— begin Source document —

VisibleV8 on Browser Fingerprinting Detection

December 5, 2022 Staff 7-min. read

Alexandros Kapravelos, Junhua Su

Visiting websites with a browser is part of our daily routine today. However, this simple action involves countless components hidden under a beautiful user interface. Taking a deeper look, visiting a website can be seen as a client visiting a web server where the browser takes a central role between the client and the server. From the client side, the browser accepts the user’s input and sends requests to the server that the user wants to visit. From the server side, the browser takes the server’s code and executes the code on the user’s machine to render and display the webpage.

Everything seems simple if everyone behaves appropriately. For security researchers and malicious adversaries, it is never the case. If the server wants to gain advantages over clients by executing code, there must be a tool for the client to understand what code is executed on the client’s machine. More specifically, in the web setting, JavaScript is the dominant programming language and V8 is the JavaScript engine that executes the JavaScript code provided by the server. If we can modify the V8 engine to let it record the execution trace, we have a reliable way to monitor behavior from the client side and even detect some malicious behaviors. Based on this intuition, Jordan Jueckstock and Alexandros Kapravelos proposed a system VisibleV8 by instrumenting the V8 engine to monitor application programming interfaces (APIs) executed when visiting a website. API has different meanings under different settings. In this blog, we focus on APIs implemented by browser vendors to assist web developers and we call them browser APIs the following. The exhaustive list of browser APIs is defined under WebIDL standards. VisibleV8 can capture APIs beyond browser APIs. The precise description, source code, and related papers are covered on its website.

Nowadays, online advertisements grow rapidly due to billions of web users. To gain more profit from advertising, tracking techniques are used for target advertising. Browser fingerprinting is a stateless tracking technique that collects personal information from users. The majority of browser fingerprinting techniques are implemented in browser APIs. Initially, browser APIs were created to help web developers implement advanced features. For example, browser APIs can be used to inform browser type, language, and plugins. In 2010, Eckersley found that different users tend to use a combination of personalized browser languages, plug-ins, and other configurations. These APIs return information that categorizes different groups of people. Combined with information from a list of browser APIs that collect user information, the tracker is able to uniquely identify users without their consent or even notice. Using more APIs that return personally identifiable information about the user helps to fingerprint more users with higher accuracy.

— end Source document —

## Job 1
Answer these questions from the VisibleV8 article.
(a) Who proposed the VisibleV8 system?
(b) Under which standards is the exhaustive list of browser APIs defined?
(c) In what year did Eckersley find that different users tend to use a combination of personalized browser languages, plug-ins, and other configurations?
## Job 2
Please rewrite the VisibleV8 article starting with "December 5, 2022" and going on through "display the webpage.", changing "routine" to "habit".

— begin Dataset rows —

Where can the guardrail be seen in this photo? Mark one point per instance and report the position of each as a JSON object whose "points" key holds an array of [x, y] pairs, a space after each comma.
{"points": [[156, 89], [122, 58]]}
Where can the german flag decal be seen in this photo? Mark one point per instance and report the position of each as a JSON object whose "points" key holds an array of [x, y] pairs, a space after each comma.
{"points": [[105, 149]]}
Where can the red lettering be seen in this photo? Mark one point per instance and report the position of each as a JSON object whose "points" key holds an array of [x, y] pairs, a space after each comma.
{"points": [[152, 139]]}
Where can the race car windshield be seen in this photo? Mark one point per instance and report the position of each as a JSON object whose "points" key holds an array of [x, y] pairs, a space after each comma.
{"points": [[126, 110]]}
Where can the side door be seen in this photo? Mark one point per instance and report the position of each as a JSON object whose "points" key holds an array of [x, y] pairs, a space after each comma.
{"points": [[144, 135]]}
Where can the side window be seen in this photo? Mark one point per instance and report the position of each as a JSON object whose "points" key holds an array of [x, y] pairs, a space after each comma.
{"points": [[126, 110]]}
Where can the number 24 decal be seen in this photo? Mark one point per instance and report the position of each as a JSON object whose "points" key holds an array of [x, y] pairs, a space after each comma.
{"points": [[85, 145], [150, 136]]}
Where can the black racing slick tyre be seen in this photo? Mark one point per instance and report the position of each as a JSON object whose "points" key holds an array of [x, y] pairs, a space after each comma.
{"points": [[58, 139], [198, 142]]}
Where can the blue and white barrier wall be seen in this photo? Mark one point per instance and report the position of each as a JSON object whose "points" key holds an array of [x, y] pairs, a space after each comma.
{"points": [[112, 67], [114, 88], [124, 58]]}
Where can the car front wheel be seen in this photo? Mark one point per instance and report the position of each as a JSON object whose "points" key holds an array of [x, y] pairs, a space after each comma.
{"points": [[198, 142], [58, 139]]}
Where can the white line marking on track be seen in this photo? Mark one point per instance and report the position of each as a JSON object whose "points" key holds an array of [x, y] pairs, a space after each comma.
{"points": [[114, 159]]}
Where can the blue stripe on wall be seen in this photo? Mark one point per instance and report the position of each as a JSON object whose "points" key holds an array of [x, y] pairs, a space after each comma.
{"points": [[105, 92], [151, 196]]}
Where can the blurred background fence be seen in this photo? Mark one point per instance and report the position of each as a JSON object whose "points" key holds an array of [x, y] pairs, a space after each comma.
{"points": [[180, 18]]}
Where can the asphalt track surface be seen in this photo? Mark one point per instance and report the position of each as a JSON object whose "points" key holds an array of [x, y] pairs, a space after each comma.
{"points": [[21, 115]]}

— end Dataset rows —

## Expected output 1
(a) Jordan Jueckstock and Alexandros Kapravelos
(b) WebIDL standards
(c) 2010

## Expected output 2
December 5, 2022 Staff 7-min. read

Alexandros Kapravelos, Junhua Su

Visiting websites with a browser is part of our daily habit today. However, this simple action involves countless components hidden under a beautiful user interface. Taking a deeper look, visiting a website can be seen as a client visiting a web server where the browser takes a central role between the client and the server. From the client side, the browser accepts the user’s input and sends requests to the server that the user wants to visit. From the server side, the browser takes the server’s code and executes the code on the user’s machine to render and display the webpage.